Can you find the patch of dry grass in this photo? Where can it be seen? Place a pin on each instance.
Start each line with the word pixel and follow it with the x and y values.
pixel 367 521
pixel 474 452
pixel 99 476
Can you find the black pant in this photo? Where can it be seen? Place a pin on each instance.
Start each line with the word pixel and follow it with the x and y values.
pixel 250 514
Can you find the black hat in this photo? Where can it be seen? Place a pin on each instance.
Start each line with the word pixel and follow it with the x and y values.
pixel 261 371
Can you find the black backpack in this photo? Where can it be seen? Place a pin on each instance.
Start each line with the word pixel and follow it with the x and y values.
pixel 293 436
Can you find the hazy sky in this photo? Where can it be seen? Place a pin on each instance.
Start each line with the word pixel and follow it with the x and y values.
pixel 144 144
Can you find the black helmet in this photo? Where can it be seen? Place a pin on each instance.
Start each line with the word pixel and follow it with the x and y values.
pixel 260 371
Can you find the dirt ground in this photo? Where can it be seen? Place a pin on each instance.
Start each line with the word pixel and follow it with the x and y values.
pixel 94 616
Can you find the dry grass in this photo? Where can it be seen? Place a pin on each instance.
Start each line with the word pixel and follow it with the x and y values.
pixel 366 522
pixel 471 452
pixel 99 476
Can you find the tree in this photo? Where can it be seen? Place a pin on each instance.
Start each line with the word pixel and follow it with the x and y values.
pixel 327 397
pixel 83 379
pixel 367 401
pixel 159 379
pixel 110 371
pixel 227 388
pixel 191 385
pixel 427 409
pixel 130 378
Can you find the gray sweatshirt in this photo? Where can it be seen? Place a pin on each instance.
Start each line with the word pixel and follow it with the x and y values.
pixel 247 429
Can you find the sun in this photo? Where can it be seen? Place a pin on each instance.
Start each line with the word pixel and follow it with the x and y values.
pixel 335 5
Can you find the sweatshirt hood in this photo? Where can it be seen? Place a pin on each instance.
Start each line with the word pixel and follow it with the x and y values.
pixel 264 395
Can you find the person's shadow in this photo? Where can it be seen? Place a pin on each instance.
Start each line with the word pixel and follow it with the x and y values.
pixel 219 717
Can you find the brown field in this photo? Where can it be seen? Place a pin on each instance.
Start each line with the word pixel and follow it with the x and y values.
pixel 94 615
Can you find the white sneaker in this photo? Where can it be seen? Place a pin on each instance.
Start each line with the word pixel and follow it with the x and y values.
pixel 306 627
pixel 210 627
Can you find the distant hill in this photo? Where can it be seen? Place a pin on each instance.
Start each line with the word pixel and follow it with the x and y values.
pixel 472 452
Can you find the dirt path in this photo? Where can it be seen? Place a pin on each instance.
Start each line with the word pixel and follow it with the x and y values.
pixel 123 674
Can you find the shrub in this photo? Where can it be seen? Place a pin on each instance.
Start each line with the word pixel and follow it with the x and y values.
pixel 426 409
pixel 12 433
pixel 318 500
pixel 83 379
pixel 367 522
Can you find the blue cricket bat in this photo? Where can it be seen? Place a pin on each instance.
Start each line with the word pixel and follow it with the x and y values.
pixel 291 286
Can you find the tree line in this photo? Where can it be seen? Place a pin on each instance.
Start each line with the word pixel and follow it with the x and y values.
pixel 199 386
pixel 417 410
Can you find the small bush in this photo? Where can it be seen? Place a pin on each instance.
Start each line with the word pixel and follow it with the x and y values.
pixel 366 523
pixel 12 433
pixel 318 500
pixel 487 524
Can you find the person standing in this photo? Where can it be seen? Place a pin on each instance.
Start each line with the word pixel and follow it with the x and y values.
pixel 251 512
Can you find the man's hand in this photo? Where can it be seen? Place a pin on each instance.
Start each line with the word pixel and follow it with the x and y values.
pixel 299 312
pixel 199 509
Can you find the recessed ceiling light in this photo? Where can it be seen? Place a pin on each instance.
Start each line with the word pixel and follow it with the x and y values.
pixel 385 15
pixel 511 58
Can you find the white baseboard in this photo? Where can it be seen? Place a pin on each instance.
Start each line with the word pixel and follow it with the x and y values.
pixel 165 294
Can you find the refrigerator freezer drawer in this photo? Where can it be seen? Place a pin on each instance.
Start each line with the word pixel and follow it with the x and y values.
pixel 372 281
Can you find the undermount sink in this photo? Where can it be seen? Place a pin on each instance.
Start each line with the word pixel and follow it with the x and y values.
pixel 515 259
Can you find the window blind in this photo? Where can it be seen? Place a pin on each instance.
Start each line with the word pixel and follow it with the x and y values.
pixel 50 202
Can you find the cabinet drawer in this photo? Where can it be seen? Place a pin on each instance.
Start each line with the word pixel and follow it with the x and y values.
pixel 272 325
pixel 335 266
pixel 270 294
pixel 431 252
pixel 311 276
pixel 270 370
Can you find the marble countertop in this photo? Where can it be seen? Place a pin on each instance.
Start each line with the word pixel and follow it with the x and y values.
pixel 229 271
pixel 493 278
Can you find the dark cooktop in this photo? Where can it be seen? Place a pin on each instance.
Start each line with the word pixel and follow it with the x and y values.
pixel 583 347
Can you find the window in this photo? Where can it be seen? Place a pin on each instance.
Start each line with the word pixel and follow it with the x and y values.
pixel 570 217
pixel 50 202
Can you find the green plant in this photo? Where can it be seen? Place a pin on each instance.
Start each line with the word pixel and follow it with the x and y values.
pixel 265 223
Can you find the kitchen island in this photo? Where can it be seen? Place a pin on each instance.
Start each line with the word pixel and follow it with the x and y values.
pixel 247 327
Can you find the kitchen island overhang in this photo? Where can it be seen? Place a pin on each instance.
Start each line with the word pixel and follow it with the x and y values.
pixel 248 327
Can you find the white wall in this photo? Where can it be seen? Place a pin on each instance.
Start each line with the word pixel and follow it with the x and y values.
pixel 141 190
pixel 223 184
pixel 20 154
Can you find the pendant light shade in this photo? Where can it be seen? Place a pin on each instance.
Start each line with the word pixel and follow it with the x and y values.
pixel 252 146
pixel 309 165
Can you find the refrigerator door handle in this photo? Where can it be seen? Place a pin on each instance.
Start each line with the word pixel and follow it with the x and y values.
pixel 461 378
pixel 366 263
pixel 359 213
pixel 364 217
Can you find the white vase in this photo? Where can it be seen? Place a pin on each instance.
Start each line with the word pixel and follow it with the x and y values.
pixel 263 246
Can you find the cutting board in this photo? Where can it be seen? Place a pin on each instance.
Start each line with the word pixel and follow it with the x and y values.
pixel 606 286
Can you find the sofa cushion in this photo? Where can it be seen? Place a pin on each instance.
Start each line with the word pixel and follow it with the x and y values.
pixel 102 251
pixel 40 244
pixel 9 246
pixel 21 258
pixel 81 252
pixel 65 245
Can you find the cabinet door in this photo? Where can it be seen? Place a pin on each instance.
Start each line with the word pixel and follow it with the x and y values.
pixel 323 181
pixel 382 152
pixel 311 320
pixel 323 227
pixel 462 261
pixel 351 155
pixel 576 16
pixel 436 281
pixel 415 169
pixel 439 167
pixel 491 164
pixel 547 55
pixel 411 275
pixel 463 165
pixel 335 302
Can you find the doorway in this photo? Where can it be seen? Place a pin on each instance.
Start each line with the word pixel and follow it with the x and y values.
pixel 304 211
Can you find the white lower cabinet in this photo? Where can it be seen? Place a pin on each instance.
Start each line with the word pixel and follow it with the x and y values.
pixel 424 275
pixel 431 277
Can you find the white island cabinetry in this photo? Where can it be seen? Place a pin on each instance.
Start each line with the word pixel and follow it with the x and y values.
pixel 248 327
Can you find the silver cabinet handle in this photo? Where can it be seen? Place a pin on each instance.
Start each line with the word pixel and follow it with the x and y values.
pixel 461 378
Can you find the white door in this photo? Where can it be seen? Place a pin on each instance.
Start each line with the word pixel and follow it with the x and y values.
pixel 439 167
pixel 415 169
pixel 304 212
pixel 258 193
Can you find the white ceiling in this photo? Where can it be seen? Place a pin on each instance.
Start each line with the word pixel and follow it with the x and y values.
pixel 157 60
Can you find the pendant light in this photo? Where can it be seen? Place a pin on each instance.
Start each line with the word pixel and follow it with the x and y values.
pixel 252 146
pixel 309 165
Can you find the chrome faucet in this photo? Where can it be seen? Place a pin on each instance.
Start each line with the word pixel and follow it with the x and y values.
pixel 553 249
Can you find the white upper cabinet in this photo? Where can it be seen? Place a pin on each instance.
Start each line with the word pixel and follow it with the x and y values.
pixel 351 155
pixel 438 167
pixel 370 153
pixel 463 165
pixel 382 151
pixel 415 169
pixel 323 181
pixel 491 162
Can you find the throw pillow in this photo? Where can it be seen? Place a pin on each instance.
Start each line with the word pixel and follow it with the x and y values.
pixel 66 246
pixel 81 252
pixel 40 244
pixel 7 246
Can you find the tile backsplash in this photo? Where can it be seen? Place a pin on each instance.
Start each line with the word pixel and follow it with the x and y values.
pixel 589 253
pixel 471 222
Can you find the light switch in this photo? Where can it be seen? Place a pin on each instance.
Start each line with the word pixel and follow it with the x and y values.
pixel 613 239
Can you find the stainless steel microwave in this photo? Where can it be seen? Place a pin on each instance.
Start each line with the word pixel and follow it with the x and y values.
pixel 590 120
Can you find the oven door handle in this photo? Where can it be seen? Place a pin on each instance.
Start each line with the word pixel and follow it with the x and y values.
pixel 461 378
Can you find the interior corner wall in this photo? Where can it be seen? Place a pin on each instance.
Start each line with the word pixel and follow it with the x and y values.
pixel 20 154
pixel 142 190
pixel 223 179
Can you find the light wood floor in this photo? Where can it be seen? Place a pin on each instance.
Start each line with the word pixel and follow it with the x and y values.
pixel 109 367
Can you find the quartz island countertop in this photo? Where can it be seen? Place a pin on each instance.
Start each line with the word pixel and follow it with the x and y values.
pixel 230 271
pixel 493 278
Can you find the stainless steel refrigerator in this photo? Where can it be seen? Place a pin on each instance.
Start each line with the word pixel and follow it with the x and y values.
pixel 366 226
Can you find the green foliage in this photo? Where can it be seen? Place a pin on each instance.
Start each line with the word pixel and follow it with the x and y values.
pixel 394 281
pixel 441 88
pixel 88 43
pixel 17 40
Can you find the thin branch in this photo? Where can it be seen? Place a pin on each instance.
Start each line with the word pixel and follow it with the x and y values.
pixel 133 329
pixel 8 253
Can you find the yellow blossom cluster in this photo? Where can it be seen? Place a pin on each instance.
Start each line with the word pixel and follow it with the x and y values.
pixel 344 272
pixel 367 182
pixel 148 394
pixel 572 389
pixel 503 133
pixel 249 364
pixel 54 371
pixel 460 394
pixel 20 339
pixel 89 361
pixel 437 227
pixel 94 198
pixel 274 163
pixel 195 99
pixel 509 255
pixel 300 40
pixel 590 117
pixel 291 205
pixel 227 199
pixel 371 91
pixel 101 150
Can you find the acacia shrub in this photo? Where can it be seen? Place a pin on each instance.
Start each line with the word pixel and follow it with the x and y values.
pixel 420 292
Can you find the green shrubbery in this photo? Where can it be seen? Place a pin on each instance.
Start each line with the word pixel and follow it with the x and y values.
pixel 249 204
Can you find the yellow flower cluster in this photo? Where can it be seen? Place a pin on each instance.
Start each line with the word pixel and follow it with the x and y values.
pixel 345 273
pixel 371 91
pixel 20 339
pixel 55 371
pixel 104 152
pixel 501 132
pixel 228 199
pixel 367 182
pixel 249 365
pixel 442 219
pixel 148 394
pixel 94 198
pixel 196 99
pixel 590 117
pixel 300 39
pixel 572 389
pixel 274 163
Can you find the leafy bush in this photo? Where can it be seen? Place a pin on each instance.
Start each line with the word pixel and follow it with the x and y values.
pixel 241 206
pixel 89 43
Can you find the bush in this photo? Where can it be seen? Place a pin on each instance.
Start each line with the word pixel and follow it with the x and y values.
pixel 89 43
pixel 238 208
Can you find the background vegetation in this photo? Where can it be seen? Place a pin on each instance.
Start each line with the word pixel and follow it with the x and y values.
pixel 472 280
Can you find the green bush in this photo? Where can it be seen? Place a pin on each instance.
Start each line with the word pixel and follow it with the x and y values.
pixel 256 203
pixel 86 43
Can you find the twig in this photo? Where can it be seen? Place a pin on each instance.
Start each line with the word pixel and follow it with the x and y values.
:::::
** What is needed **
Copy out the records again, from the line containing "Can you find the thin" through the line containing "pixel 101 150", including both of those lines.

** Complete answer **
Can you find the thin branch in this photo? Where can it be seen? Place a pin on each instance.
Start each line with the word pixel and follow it with the x and y values.
pixel 133 329
pixel 8 253
Can you find the yellow blossom cluster in this photo? Where can it be seen? Place a pin on each instance.
Start each line with the word pixel and follow it with the x and y values.
pixel 344 272
pixel 367 182
pixel 148 394
pixel 572 389
pixel 503 133
pixel 249 364
pixel 54 371
pixel 460 394
pixel 20 339
pixel 89 361
pixel 437 227
pixel 94 198
pixel 274 163
pixel 195 99
pixel 509 255
pixel 300 40
pixel 590 117
pixel 291 205
pixel 227 199
pixel 371 91
pixel 101 150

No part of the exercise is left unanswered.